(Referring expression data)
----
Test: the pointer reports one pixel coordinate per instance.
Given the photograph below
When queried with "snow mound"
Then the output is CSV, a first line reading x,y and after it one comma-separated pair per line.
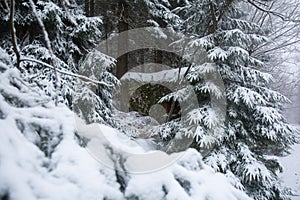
x,y
43,155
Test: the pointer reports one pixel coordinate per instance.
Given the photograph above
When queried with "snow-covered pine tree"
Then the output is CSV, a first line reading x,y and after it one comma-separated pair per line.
x,y
71,36
254,131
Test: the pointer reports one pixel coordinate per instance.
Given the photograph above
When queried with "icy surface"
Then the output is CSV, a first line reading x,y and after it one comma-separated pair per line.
x,y
42,156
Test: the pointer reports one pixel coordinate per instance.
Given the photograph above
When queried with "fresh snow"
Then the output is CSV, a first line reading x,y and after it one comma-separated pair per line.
x,y
291,171
42,156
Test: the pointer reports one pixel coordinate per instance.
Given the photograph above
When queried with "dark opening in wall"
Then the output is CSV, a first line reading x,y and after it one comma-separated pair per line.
x,y
145,101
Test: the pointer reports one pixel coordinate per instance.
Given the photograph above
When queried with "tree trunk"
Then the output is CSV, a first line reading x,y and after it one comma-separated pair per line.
x,y
122,60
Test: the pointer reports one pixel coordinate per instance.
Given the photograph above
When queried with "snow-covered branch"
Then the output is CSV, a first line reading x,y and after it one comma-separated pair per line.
x,y
65,72
48,45
13,32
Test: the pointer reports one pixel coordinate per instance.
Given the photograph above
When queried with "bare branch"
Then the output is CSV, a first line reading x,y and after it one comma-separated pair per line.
x,y
48,45
13,32
65,72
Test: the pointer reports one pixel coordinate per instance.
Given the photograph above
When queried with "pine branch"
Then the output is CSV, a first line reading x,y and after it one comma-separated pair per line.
x,y
282,17
213,27
65,72
13,32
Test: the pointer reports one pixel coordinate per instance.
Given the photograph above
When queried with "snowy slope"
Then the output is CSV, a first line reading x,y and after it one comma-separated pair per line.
x,y
291,171
43,156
----
# Exercise prompt
Please return all lines from the records that hold the word "tree".

# Answer section
When queried with "snow-covered pine tree"
When queried with "tree trunk"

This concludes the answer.